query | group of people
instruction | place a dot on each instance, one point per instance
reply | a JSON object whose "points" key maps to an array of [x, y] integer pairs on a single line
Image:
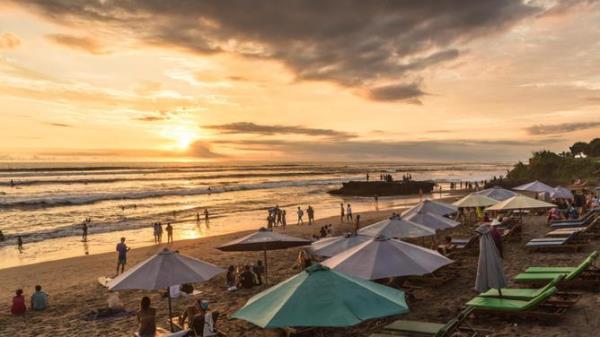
{"points": [[346, 213], [310, 212], [39, 301], [244, 277], [276, 217]]}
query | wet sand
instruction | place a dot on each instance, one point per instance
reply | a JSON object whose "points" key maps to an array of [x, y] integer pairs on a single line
{"points": [[74, 291]]}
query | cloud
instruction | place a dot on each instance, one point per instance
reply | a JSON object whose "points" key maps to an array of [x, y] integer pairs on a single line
{"points": [[447, 150], [553, 129], [61, 125], [84, 43], [366, 44], [397, 92], [201, 149], [269, 130], [151, 118], [9, 40]]}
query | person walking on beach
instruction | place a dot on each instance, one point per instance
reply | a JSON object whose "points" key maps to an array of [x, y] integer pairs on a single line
{"points": [[169, 233], [20, 244], [84, 231], [311, 214], [146, 318], [349, 213], [283, 220], [300, 215], [122, 249]]}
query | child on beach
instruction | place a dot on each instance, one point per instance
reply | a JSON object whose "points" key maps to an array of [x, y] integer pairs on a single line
{"points": [[146, 318], [18, 307]]}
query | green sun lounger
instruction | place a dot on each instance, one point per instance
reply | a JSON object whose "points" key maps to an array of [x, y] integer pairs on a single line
{"points": [[540, 276], [586, 262], [418, 328], [523, 294], [509, 305]]}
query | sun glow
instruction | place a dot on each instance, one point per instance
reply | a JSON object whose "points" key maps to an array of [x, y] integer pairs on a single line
{"points": [[182, 136]]}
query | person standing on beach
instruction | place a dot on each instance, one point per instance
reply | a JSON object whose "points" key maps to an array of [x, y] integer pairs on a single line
{"points": [[155, 231], [169, 233], [349, 213], [300, 215], [122, 249], [20, 243]]}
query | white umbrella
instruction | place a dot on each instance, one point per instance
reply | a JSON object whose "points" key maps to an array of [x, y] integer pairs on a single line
{"points": [[497, 193], [163, 270], [382, 257], [561, 193], [519, 202], [431, 206], [474, 200], [396, 227], [432, 221], [535, 186], [489, 267], [331, 246]]}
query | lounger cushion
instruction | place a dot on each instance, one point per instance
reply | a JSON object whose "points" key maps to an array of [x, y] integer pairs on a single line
{"points": [[415, 326]]}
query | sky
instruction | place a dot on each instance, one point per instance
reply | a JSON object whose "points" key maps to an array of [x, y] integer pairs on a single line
{"points": [[488, 80]]}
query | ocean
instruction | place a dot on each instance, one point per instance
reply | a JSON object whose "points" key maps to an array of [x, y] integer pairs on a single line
{"points": [[47, 203]]}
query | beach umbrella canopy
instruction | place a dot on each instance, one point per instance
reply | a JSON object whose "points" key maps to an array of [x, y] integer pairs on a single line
{"points": [[321, 297], [497, 193], [489, 267], [561, 193], [535, 186], [382, 257], [431, 206], [331, 246], [519, 202], [263, 240], [432, 221], [474, 200], [163, 270], [396, 227]]}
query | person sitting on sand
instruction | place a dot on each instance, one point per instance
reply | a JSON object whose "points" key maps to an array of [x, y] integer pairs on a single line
{"points": [[39, 299], [146, 318], [204, 322], [246, 278], [18, 307]]}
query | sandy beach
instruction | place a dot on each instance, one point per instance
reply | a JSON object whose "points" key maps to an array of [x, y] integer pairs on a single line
{"points": [[74, 291]]}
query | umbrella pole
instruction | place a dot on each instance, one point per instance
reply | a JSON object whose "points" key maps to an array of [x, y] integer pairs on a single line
{"points": [[266, 268], [170, 310]]}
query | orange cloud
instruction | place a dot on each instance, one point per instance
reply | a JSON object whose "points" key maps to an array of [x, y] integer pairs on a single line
{"points": [[9, 41], [84, 43]]}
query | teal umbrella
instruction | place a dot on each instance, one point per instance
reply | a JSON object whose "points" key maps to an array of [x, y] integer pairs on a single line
{"points": [[320, 297]]}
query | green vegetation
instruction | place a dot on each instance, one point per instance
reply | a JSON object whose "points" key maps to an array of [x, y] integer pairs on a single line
{"points": [[582, 162]]}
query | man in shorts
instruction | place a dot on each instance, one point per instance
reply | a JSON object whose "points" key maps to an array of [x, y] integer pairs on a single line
{"points": [[122, 249]]}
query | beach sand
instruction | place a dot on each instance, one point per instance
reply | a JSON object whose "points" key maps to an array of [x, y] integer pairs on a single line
{"points": [[74, 290]]}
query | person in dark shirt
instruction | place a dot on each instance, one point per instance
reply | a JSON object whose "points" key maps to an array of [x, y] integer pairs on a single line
{"points": [[122, 259], [247, 278]]}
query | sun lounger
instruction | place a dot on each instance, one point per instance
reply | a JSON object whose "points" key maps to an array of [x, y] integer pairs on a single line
{"points": [[586, 275], [539, 307], [419, 328]]}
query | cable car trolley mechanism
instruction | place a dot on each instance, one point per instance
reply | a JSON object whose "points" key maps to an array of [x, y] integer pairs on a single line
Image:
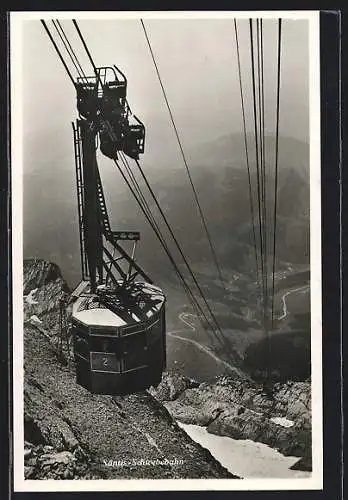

+++++

_Goal_
Tally the lines above that contain the word "person", treating uppercase and lowercase as different, and reply with only the number.

_Final result_
4